### [The request]
Retype the lines below exactly, starting at the line that contains "the church window" and ending at the line that contains "[(27, 26), (83, 43)]", with both of those lines included.

Start of Data shown

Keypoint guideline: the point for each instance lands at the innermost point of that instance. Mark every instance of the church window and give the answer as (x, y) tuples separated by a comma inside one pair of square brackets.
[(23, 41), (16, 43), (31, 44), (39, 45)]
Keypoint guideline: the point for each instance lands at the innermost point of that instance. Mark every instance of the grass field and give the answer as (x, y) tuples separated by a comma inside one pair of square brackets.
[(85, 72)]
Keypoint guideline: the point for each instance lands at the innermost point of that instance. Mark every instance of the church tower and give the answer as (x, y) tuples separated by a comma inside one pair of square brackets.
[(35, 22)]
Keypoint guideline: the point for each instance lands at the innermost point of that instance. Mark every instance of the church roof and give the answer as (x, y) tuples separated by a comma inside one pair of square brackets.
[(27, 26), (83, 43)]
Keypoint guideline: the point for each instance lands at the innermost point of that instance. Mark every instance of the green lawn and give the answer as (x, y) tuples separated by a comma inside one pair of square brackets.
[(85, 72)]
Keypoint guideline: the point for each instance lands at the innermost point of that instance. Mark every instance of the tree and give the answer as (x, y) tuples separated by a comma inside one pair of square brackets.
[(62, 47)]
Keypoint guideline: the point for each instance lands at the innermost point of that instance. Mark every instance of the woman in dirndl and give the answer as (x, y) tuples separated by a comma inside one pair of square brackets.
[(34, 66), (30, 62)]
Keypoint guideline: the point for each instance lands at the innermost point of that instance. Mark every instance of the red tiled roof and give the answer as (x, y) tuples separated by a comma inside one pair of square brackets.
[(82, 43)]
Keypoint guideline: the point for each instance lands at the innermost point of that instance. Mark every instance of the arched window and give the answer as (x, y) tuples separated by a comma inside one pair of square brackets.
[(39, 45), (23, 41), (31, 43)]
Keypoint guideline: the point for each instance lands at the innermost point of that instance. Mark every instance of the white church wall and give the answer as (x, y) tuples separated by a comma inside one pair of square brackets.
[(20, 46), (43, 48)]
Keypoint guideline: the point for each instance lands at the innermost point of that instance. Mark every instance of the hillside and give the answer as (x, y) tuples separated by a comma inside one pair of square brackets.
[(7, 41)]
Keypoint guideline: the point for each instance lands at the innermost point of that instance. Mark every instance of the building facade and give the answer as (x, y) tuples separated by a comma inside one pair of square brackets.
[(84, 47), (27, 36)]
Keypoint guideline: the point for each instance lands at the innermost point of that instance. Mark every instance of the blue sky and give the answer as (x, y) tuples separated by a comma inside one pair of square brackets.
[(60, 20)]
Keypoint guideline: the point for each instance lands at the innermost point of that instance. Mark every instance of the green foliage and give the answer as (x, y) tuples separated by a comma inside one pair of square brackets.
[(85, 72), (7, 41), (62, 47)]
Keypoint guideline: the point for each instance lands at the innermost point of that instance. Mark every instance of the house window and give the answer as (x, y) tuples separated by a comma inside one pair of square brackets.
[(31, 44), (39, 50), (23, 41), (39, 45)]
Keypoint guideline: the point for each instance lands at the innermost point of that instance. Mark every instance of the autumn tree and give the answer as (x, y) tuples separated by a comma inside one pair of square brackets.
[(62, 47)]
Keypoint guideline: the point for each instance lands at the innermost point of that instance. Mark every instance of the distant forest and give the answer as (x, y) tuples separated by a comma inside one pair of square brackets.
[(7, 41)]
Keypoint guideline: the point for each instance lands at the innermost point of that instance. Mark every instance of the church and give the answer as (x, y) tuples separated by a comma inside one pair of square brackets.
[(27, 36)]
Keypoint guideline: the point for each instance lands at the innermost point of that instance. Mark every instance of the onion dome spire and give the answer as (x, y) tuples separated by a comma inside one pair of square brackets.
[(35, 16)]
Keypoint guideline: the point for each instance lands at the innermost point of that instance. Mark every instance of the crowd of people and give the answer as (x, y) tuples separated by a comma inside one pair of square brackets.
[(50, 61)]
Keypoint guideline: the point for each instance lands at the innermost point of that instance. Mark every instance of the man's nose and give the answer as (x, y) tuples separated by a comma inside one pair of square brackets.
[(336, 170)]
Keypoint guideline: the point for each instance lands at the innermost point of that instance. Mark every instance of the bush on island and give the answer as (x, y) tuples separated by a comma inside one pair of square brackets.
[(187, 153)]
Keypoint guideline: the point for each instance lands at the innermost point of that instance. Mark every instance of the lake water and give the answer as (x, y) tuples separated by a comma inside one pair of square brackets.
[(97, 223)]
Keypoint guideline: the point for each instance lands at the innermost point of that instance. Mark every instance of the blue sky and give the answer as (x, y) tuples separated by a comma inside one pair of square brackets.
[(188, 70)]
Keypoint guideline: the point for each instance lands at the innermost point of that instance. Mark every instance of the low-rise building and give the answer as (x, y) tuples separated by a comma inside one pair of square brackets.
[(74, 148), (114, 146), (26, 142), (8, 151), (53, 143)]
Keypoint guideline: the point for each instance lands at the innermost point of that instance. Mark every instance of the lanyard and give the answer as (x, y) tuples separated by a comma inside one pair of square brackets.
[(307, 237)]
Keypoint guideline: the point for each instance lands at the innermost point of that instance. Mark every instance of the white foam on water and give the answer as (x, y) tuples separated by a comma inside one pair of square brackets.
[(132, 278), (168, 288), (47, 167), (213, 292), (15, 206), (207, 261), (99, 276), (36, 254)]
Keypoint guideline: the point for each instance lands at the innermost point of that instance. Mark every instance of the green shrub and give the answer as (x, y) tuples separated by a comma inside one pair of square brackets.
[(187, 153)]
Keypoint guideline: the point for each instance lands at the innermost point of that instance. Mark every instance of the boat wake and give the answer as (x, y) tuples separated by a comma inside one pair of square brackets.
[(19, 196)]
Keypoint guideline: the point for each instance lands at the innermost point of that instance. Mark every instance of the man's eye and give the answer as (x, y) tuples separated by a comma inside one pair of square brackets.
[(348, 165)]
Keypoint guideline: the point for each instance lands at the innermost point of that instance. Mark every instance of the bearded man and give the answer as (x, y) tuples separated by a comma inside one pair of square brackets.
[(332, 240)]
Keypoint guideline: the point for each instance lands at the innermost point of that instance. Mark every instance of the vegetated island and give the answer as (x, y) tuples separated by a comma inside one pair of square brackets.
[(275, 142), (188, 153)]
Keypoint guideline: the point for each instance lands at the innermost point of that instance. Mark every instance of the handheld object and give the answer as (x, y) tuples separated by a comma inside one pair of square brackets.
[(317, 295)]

End of Data shown
Start of Data shown

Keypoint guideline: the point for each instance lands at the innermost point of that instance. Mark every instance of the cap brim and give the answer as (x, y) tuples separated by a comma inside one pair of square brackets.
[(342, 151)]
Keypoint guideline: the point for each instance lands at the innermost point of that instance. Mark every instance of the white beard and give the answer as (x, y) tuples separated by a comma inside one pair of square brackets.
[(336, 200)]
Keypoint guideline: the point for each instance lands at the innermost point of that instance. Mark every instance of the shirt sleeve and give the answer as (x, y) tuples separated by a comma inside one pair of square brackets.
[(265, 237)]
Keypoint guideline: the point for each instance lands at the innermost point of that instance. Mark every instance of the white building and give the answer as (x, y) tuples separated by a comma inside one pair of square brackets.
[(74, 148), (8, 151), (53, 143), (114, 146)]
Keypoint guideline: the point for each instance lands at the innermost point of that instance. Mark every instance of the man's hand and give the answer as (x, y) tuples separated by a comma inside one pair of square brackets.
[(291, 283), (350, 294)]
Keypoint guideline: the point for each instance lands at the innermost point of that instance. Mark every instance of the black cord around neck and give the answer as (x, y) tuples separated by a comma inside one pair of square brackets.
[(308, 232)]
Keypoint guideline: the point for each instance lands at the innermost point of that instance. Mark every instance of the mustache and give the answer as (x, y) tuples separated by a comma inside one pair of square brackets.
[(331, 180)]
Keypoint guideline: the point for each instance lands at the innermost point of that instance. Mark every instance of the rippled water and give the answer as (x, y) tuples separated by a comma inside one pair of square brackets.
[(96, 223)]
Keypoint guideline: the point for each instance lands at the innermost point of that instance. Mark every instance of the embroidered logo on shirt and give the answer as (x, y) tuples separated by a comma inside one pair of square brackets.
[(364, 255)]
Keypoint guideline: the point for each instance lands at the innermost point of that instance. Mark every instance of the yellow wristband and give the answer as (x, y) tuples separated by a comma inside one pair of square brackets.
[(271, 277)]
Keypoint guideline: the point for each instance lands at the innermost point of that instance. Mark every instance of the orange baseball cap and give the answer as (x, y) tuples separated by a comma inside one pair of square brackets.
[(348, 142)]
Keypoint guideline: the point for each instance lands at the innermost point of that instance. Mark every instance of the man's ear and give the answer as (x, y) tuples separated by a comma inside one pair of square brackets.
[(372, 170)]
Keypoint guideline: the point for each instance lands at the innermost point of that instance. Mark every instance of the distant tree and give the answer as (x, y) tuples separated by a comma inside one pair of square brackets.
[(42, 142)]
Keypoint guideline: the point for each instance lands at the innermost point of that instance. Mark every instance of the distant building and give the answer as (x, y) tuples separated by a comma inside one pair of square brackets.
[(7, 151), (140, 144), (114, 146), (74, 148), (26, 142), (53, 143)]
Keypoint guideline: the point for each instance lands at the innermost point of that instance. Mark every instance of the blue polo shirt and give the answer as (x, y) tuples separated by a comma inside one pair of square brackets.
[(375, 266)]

End of Data shown
Start of Data shown

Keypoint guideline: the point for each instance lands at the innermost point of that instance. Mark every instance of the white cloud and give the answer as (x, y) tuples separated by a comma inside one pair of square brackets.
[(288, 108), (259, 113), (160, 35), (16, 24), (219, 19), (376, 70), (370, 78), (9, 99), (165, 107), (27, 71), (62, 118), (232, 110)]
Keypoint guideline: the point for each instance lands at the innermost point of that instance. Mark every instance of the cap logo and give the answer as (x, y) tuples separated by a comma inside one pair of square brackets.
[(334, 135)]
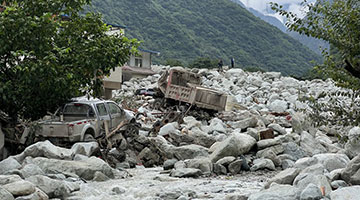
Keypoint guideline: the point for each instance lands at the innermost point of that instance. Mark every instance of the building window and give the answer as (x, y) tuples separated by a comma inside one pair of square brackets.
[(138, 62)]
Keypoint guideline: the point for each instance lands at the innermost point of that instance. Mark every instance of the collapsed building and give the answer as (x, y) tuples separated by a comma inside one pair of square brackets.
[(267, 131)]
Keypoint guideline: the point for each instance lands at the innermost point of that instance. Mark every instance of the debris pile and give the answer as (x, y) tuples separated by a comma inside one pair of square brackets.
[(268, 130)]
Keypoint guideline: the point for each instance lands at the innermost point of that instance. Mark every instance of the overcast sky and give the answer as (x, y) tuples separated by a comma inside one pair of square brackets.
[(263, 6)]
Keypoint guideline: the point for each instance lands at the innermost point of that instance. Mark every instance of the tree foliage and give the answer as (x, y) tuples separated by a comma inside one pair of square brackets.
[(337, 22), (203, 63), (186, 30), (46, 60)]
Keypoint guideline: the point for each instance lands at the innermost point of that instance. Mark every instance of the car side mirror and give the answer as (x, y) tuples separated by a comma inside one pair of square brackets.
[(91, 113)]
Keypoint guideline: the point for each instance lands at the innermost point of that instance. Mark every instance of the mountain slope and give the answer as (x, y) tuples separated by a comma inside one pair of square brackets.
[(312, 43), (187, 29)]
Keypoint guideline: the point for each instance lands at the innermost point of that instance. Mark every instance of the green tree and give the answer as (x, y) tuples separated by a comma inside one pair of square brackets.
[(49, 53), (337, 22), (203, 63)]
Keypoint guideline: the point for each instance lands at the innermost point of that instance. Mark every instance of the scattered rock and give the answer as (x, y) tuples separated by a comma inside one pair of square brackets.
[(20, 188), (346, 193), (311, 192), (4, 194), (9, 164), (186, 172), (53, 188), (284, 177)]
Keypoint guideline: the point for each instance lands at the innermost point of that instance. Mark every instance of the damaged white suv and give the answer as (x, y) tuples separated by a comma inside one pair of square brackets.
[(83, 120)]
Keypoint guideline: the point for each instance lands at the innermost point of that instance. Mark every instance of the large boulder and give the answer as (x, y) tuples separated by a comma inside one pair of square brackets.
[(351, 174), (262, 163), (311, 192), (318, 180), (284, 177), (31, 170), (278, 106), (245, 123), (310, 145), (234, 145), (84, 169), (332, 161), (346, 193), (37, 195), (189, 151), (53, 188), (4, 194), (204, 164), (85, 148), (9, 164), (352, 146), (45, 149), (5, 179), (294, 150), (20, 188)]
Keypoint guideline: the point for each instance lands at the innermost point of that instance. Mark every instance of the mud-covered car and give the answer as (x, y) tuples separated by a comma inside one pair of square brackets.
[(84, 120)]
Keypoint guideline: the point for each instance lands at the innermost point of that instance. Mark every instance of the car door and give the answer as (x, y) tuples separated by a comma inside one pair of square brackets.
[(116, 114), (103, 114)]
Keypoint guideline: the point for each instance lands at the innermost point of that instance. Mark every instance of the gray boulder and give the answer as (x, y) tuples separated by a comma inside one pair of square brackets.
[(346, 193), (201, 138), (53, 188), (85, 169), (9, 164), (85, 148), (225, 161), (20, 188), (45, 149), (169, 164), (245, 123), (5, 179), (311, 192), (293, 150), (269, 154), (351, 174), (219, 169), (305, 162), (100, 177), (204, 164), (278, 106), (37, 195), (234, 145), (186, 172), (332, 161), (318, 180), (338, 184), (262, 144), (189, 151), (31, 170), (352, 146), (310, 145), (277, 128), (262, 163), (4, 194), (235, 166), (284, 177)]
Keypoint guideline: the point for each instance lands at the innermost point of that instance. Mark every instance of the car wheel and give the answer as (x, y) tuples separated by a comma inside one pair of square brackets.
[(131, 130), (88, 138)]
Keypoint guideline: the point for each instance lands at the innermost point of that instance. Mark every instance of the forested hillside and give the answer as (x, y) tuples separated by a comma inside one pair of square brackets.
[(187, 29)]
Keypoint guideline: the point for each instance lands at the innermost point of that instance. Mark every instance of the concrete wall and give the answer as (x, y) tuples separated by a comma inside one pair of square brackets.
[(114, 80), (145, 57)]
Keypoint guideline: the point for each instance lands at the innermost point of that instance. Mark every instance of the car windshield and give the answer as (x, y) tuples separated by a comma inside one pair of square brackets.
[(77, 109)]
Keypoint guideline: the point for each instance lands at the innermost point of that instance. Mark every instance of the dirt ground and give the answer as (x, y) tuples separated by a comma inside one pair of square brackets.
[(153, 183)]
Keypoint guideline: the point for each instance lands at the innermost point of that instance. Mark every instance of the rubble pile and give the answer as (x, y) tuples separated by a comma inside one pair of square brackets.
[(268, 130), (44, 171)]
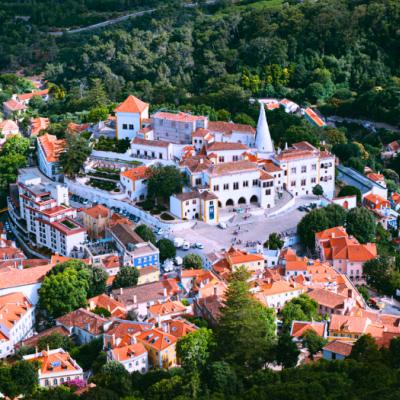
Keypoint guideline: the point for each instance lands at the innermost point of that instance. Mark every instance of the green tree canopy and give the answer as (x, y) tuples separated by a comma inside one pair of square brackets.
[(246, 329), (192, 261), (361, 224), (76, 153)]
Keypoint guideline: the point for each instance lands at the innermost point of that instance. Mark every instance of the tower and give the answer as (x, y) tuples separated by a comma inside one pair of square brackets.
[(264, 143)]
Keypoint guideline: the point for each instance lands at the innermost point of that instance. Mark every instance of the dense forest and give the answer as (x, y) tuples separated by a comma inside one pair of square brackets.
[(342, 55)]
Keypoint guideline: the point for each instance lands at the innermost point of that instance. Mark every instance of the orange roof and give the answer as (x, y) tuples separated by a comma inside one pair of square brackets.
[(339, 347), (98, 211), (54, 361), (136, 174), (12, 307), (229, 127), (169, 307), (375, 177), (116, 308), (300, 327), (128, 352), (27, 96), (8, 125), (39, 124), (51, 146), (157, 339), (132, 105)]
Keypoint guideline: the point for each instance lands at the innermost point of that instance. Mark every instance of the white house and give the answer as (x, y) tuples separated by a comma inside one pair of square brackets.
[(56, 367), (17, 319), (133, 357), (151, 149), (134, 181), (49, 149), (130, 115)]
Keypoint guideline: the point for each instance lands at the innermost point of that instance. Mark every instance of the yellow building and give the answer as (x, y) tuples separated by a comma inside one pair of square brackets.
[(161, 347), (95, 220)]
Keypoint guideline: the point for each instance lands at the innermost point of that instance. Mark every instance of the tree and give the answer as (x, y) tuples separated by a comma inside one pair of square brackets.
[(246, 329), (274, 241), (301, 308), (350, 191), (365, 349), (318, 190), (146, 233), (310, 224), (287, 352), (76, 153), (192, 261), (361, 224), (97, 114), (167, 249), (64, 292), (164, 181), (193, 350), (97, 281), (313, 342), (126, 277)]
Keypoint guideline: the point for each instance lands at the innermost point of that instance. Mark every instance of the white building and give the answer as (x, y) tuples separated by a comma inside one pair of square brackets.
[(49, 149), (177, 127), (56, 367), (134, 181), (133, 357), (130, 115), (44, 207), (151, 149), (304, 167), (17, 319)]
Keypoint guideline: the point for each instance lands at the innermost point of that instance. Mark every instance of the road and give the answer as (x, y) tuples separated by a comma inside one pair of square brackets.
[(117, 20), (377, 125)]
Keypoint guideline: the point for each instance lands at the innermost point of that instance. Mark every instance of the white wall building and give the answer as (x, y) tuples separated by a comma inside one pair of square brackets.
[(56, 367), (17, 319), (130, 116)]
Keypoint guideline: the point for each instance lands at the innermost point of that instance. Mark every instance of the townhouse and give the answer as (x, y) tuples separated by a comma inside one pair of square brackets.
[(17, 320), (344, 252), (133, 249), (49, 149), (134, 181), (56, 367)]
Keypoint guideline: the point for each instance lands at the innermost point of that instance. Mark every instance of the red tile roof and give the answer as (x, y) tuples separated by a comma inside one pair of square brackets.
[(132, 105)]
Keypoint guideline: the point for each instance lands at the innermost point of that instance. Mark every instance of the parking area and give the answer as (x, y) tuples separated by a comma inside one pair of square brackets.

End of Data shown

### [Result of the task]
Keypoint guideline: the point for each instance lands at the innermost point of that instance. Mark every instance of the church window and give the answer as (x, y) tuples separated by a comma inside one pair of square brackets.
[(23, 41), (16, 43), (31, 44), (39, 45)]
Keypoint guideline: the point for each instance lands at the innermost point of that instance. Mark every instance of the grass field and give the answer as (x, y) tuples separated by a comma inside one pair of square brackets.
[(85, 72)]
Keypoint guideline: the point for each instance lands at the innermost point of that instance. Mark every instance of the church tower and give the answer as (x, y) tuples separated by a comma inside one pair of square brackets.
[(35, 22)]
Keypoint guideline: the point for each instance lands at the innermost point of that instance. Mark every instance of the church roof and give the answer as (x, y) tuples separated by a comma inside one pair of square brackets.
[(27, 26), (83, 43)]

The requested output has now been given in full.